» **Conjunto de tarefas**
1) Transcreva do texto sobre Ana Coradazzi o trecho que começa em "Ana – lendo" e vai até "ao mar…..nem tanto…..", incluindo essas palavras.
2) Dê continuidade ao texto sobre Ana Coradazzi, começando logo após a última frase apresentada.

» **Texto**
..........

Ana Coradazzi: Médica, graduada pela Faculdade de Medicina de Botucatu – UNESP, com residência médica em Oncologia Clínica e pós-graduada em Medicina Paliativa pelo Instituto Pallium, em Buenos Aires, o que mudou de forma irreversível os rumos da sua vida. Atualmente é responsável pela equipe de Oncologia Clínica da Faculdade de Medicina da UNESP, em Botucatu. É autora dos livros No Final do Corredor e O Médico e o Rio. Seu livro mais recente, “De Mãos Dadas” propõe um novo conceito, Slow Oncology – a Oncologia sem Pressa, e é inspirado em uma das principais obras da Slow Medicine, “My mother Your Mother“, de Dennis McCullough, geriatra americano.
Ana – lendo seu texto, foi como a ouvisse narrar. Obrigado.
Parabenizo a autora pela clareza em expor difíceis questionamentos para essa questão. Sim, o caminho do meio se vê necessário, ao meu ver. Em questões onde o saber é assimétrico (embora se precise fazer chegar ao paciente de forma simétrica e compreensivel) existirão sempre os “misunderstandings”, próprios do que se deseja ler e/ou ouvir. Prontuários paralelos, para facilitar e humanizar o atendimento médico, com suas impressões e dizeres pessoais, seriam importantes. Nem tanto ao mar…..nem tanto…..

..........

» **Material fornecido**
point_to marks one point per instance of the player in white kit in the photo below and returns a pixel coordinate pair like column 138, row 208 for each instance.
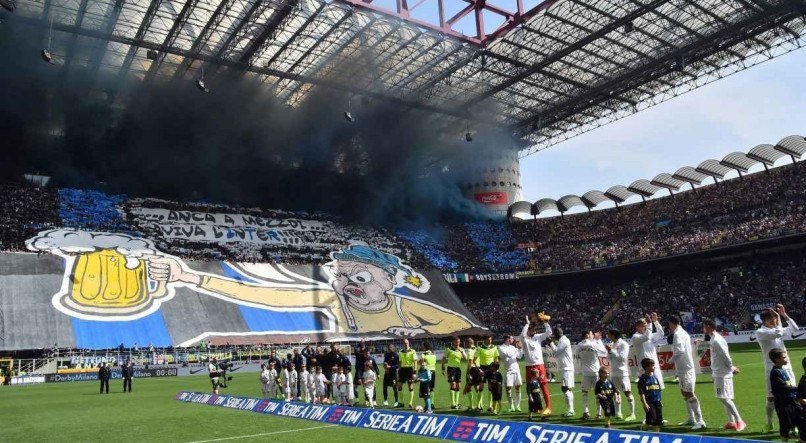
column 510, row 352
column 302, row 381
column 590, row 349
column 369, row 379
column 722, row 371
column 684, row 369
column 293, row 379
column 771, row 335
column 532, row 336
column 565, row 366
column 264, row 380
column 648, row 333
column 320, row 386
column 618, row 351
column 285, row 383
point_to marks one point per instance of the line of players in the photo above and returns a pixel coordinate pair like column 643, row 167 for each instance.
column 481, row 366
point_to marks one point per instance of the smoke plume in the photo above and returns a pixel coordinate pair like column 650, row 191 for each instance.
column 236, row 144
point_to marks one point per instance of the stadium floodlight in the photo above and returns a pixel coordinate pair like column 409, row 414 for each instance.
column 681, row 63
column 348, row 115
column 200, row 82
column 8, row 5
column 46, row 54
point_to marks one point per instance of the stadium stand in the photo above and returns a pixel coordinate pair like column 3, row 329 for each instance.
column 755, row 206
column 724, row 292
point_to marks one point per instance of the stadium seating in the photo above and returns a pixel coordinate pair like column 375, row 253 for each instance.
column 724, row 292
column 757, row 206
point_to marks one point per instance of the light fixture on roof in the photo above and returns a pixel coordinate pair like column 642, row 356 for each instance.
column 47, row 56
column 347, row 114
column 200, row 82
column 680, row 63
column 8, row 5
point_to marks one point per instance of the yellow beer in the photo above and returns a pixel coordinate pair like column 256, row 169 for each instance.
column 102, row 281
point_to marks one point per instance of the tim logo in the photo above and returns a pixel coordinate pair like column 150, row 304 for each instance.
column 464, row 429
column 345, row 416
column 469, row 430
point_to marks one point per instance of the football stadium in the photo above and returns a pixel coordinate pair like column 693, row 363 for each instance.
column 544, row 221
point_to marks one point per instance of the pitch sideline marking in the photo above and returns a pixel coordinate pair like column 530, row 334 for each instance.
column 263, row 434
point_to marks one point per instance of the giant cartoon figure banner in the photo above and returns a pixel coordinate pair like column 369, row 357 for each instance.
column 114, row 289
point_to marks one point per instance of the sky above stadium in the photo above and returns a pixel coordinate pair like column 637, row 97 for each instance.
column 760, row 105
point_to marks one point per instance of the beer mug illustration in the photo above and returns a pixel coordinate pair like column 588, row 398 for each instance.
column 108, row 282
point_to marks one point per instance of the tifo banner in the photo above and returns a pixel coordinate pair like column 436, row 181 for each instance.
column 224, row 227
column 444, row 427
column 102, row 290
column 759, row 305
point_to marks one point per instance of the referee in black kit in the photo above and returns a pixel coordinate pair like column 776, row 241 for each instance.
column 128, row 373
column 104, row 374
column 391, row 362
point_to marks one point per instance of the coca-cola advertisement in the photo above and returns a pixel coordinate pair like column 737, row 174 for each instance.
column 491, row 198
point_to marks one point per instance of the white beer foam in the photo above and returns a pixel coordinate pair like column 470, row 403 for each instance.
column 68, row 240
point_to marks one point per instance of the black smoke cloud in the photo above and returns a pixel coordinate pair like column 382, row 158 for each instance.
column 237, row 144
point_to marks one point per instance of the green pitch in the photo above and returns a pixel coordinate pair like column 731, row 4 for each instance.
column 76, row 412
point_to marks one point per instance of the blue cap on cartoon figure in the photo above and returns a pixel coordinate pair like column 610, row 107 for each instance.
column 365, row 254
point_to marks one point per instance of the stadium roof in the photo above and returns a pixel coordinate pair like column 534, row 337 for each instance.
column 547, row 72
column 793, row 146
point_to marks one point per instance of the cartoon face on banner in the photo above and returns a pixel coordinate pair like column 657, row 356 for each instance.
column 112, row 277
column 365, row 276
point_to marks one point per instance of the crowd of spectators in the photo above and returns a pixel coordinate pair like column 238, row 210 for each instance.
column 25, row 211
column 726, row 294
column 755, row 206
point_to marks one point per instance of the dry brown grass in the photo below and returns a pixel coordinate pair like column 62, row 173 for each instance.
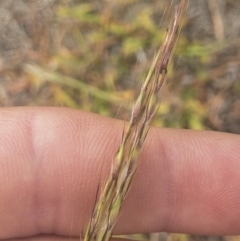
column 106, row 210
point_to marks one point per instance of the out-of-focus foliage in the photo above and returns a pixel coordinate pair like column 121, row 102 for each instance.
column 93, row 55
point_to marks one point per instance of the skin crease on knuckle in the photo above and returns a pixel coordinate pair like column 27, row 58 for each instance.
column 191, row 178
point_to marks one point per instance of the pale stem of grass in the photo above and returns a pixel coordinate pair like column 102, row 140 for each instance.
column 106, row 209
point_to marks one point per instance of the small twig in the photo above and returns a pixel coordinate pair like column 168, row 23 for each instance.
column 106, row 210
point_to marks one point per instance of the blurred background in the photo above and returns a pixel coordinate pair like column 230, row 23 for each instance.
column 93, row 55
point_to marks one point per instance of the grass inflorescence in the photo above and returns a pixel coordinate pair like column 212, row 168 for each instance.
column 107, row 208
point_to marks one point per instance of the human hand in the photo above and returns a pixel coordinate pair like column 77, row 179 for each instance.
column 53, row 159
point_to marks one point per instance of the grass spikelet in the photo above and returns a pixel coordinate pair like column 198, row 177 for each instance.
column 106, row 210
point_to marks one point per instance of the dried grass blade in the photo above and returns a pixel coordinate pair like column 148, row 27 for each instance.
column 106, row 210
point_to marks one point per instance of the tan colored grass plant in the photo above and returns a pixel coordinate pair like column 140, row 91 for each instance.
column 106, row 210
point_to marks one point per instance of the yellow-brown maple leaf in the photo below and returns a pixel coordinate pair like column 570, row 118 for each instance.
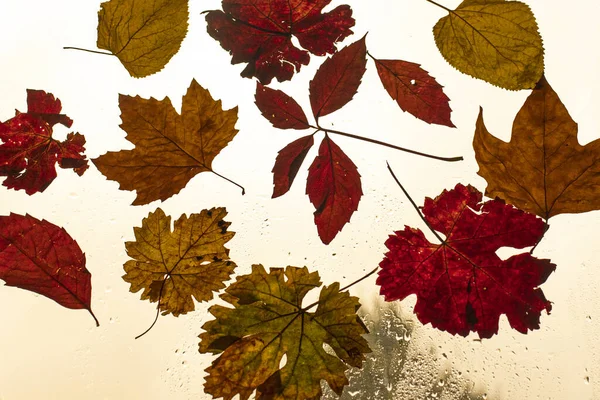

..........

» **Respostas em ordem**
1)
Ana – lendo seu texto, foi como a ouvisse narrar. Obrigado.
Parabenizo a autora pela clareza em expor difíceis questionamentos para essa questão. Sim, o caminho do meio se vê necessário, ao meu ver. Em questões onde o saber é assimétrico (embora se precise fazer chegar ao paciente de forma simétrica e compreensivel) existirão sempre os “misunderstandings”, próprios do que se deseja ler e/ou ouvir. Prontuários paralelos, para facilitar e humanizar o atendimento médico, com suas impressões e dizeres pessoais, seriam importantes. Nem tanto ao mar…..nem tanto…..

2)
Ótima colocação. Entendo e até concordo com o posicionamento, porém, gostaria de destacar 2 questões pessoais ocorridas: 1- em que pese a existência de relatos incompreensíveis para mim, como leiga, acessar o prontuário da minha mãe, que faleceu de covid em abril de 2021, me trouxe um pouco de alento, já que ela faleceu sozinha, no hospital, não pudemos vê-la e nem despedir. Esse prontuário me deixou um pouco mais próximo dela, embora ele tbm tenha me causado uma certa agonia, preferi ficar com o pouco de conforto que ele conseguiu me trazer. 2-o tal prontuário paralelo. Me forneceram um prontuário, mas quando acionados na justiça, por uma outra questão, nada relativa as decisões médicas ou tratamentos realizados, o hospital forneceu um outro prontuário, diferente daquele que haviam me entregado quando ela faleceu. Esse novo e diferente prontuário, tinha inclusive assinatura, ao que parece da minha mãe, com autorizações dadas por ela, que não tinha sequer condições de avaliar e dá-las naquele momento (letra toda trêmula e ilegível)e que a família (eu, meu pai e irmã) sequer fomos consultados. Esse novo prontuário me deu raiva e vontade de processar a equipe médica e o hospital por essa conduta. Porém, eu estava “morta” por dentro, tendo que ser a forte da família, resolvendo muitas questões e preocupada com meu pai, então, precisei deixar pra lá e seguir em frente, para conseguir sair do fundo do poço, o lugar mais visitado do mundo, conforme a Cris Guerra escreveu.